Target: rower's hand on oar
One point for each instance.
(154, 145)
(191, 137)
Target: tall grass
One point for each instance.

◇ ◇ ◇

Write out every line of the records above, keeping each one as it is.

■ **EXERCISE SOLUTION**
Target: rower's hand on oar
One point for each instance.
(154, 145)
(191, 137)
Target: tall grass
One point for each instance.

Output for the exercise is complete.